List each line of the entries below that contains the word "point", treating uppercase and lowercase letters as different.

--- start of EXCERPTED RECORDS ---

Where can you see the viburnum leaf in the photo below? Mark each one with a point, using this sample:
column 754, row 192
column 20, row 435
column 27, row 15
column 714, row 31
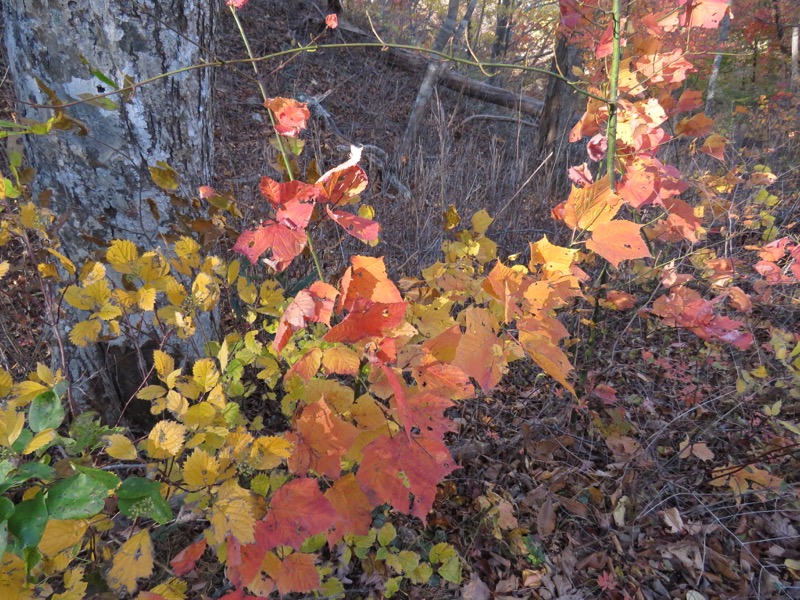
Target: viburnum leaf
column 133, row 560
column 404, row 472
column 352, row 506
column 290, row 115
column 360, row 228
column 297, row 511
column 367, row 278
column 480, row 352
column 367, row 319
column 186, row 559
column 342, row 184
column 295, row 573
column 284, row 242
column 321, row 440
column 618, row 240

--- end of EXCERPTED RECORDS ---
--- start of EXCERPTED RECORDS ---

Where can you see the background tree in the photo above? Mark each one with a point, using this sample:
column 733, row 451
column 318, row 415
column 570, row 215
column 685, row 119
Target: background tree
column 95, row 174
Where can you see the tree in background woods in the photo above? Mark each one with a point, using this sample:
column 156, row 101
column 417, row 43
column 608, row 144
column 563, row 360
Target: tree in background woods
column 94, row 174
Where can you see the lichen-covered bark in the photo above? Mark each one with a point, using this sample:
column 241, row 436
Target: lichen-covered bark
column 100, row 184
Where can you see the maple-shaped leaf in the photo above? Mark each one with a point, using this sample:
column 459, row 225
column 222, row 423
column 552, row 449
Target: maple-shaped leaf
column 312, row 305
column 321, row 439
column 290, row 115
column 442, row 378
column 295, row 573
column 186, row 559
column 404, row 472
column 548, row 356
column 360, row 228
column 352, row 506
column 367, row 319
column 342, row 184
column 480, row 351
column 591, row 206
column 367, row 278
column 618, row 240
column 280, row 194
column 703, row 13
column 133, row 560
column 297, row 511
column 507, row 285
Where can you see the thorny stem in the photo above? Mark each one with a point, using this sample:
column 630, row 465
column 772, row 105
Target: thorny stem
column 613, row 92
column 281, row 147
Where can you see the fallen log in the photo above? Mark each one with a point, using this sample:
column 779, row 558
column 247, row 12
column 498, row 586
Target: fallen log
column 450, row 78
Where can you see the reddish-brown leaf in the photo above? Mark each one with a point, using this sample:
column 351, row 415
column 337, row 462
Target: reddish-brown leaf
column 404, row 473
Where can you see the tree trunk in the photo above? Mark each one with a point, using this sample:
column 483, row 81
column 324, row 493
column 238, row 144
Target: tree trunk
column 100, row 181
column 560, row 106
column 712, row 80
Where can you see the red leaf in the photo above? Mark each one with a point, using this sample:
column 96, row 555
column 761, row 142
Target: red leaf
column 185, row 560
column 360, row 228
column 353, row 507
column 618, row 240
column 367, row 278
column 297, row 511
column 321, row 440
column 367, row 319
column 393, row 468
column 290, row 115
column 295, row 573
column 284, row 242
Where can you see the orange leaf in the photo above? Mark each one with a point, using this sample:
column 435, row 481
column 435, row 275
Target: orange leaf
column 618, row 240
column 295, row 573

--- end of EXCERPTED RECORDS ---

> _FULL RESPONSE_
Where can you see the viburnum leaf in the photo below? Mark each one with a point, using this sample:
Where can you see the background tree in the photo above? Mark each one with a point, using this sample:
Where can you see the tree in background woods in the photo above? Mark each one with a point, using this sample:
Where can you see the lichen-covered bark in the photo above? Mark each one with a point, using this sample:
Where can you see the maple-shaped leaf in the photo above? Mark each one with a point, using this sample:
Where can you see the thorny stem in the photo above? Mark each one with a point, using this sample:
Where can you see the fallen log in the photo above? Mark each one with a point, using this sample:
Where can you see the reddish-brown leaf in the photo above? Mark each one with a point, using this sample:
Where can you see the tree trunk in the photo above? Mark each one with a point, using this sample:
Where can you see the red leaf in the photo above? Mark each one with a point, using this sample:
Where can you see the orange leaf in the photo above? Mark each one with a point, using this sample:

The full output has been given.